Entries provided
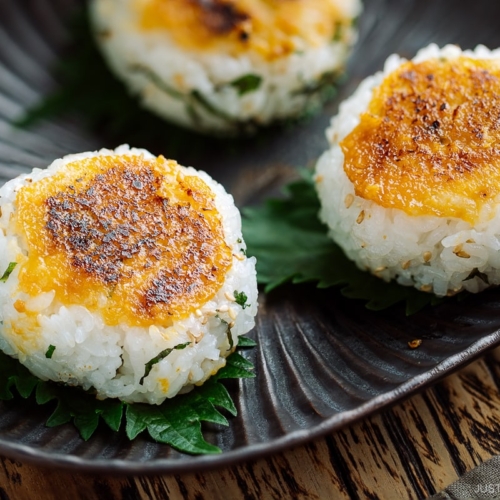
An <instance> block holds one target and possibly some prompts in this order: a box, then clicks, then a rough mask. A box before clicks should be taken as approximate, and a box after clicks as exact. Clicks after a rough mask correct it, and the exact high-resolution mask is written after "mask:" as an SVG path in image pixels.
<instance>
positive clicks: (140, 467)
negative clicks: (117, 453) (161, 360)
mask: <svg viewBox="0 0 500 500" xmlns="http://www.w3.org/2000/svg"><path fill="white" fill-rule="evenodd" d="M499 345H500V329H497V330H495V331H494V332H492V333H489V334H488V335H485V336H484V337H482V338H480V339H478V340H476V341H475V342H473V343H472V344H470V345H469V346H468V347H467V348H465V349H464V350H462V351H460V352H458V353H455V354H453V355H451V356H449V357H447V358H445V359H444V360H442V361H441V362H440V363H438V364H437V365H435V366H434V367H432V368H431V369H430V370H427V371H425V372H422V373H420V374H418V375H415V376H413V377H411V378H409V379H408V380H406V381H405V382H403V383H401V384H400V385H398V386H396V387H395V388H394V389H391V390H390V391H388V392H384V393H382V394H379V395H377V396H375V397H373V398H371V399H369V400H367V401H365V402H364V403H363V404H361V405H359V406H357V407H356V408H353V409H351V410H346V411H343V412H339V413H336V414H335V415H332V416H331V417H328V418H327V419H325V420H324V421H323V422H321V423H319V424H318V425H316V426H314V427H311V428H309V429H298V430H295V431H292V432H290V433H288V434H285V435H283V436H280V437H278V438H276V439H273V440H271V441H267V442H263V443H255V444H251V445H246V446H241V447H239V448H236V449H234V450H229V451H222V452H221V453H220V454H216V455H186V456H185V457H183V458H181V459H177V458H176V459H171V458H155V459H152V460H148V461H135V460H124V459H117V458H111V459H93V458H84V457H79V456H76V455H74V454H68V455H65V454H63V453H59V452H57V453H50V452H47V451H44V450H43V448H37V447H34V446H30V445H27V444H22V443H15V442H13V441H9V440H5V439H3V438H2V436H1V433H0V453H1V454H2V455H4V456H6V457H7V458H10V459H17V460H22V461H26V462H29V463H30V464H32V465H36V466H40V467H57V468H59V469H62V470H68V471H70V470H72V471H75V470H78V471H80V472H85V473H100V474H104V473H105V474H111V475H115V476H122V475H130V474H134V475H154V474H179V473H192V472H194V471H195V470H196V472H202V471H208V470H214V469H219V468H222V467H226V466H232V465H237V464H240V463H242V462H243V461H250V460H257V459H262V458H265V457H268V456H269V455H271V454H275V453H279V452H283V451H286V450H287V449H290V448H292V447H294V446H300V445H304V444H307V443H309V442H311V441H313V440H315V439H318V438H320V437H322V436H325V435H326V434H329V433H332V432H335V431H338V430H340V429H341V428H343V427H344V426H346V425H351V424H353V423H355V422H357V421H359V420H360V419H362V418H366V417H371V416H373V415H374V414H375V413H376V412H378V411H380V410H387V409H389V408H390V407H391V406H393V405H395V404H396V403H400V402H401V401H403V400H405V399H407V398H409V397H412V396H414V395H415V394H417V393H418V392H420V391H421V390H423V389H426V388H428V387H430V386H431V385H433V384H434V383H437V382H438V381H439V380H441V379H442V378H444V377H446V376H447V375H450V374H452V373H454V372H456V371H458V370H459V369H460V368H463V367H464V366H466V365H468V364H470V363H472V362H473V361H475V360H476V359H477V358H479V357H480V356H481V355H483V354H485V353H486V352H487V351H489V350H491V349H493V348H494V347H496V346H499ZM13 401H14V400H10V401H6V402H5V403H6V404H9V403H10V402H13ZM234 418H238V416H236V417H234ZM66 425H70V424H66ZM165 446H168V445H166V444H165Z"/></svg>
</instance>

Problem to solve
Change every "negative clicks" in the data above to "background clicks", leave everything else unchanged, and omit the pictures from the answer.

Task answer
An <instance> block holds one target and possibly some prompts in this order: a box, then clicks, then a rough mask. A box before clicks should be taken as approximate, and a box after clicks as exact. Clicks after a rough mask correct it, and the exact high-resolution mask is written after "mask:" as an SVG path in image pixels.
<instance>
positive clicks: (140, 467)
background clicks: (117, 453) (161, 360)
mask: <svg viewBox="0 0 500 500" xmlns="http://www.w3.org/2000/svg"><path fill="white" fill-rule="evenodd" d="M499 345H500V329H497V330H495V331H494V332H492V333H489V334H488V335H485V336H484V337H482V338H480V339H478V340H476V341H475V342H473V343H472V344H470V345H469V346H468V347H467V348H465V349H464V350H462V351H460V352H458V353H455V354H453V355H451V356H449V357H447V358H445V359H444V360H442V361H441V362H440V363H438V364H437V365H435V366H434V367H432V368H431V369H430V370H427V371H425V372H422V373H420V374H418V375H415V376H413V377H411V378H409V379H408V380H406V381H405V382H403V383H401V384H400V385H398V386H396V387H395V388H394V389H391V390H390V391H388V392H384V393H382V394H379V395H377V396H375V397H373V398H371V399H369V400H367V401H365V402H364V403H363V404H361V405H359V406H357V407H356V408H353V409H351V410H346V411H343V412H339V413H336V414H335V415H332V416H331V417H328V418H327V419H325V420H324V421H323V422H321V423H319V424H318V425H316V426H314V427H311V428H309V429H298V430H295V431H292V432H290V433H288V434H285V435H283V436H280V437H278V438H276V439H273V440H271V441H267V442H263V443H255V444H251V445H246V446H241V447H239V448H236V449H234V450H229V451H222V452H221V453H220V454H216V455H186V456H185V457H183V458H181V459H177V458H176V459H171V458H155V459H152V460H148V461H135V460H124V459H117V458H111V459H93V458H84V457H79V456H76V455H74V454H68V455H65V454H63V453H59V452H57V453H50V452H47V451H44V450H43V448H37V447H34V446H30V445H27V444H22V443H15V442H13V441H9V440H5V439H3V438H2V436H1V433H0V453H1V454H2V455H4V456H6V457H7V458H10V459H17V460H22V461H26V462H29V463H30V464H32V465H36V466H40V467H57V468H59V469H62V470H68V471H70V470H72V471H75V470H78V471H80V472H85V473H100V474H104V473H105V474H111V475H115V476H122V475H130V474H134V475H154V474H179V473H192V472H194V471H195V470H196V472H202V471H208V470H214V469H219V468H222V467H226V466H232V465H237V464H240V463H242V462H243V461H250V460H257V459H262V458H265V457H268V456H269V455H271V454H275V453H279V452H283V451H286V450H287V449H290V448H292V447H294V446H300V445H304V444H307V443H309V442H311V441H313V440H315V439H318V438H320V437H322V436H325V435H326V434H329V433H332V432H335V431H338V430H340V429H341V428H343V427H344V426H346V425H351V424H353V423H355V422H357V421H359V420H360V419H362V418H366V417H371V416H373V415H374V414H375V413H376V412H378V411H380V410H387V409H389V408H390V407H391V406H393V405H395V404H396V403H400V402H401V401H403V400H405V399H407V398H409V397H412V396H414V395H415V394H417V393H418V392H420V391H421V390H423V389H426V388H428V387H430V386H431V385H433V384H434V383H437V382H438V381H439V380H441V379H442V378H444V377H446V376H447V375H450V374H452V373H454V372H456V371H458V370H459V369H460V368H463V367H464V366H466V365H468V364H470V363H472V362H473V361H475V360H476V359H477V358H479V357H480V356H481V355H483V354H485V353H486V352H487V351H489V350H491V349H493V348H494V347H496V346H499ZM13 401H14V400H10V401H6V402H5V403H6V404H9V403H10V402H13ZM234 418H238V416H236V417H234ZM66 425H70V424H66ZM165 446H168V445H166V444H165Z"/></svg>
</instance>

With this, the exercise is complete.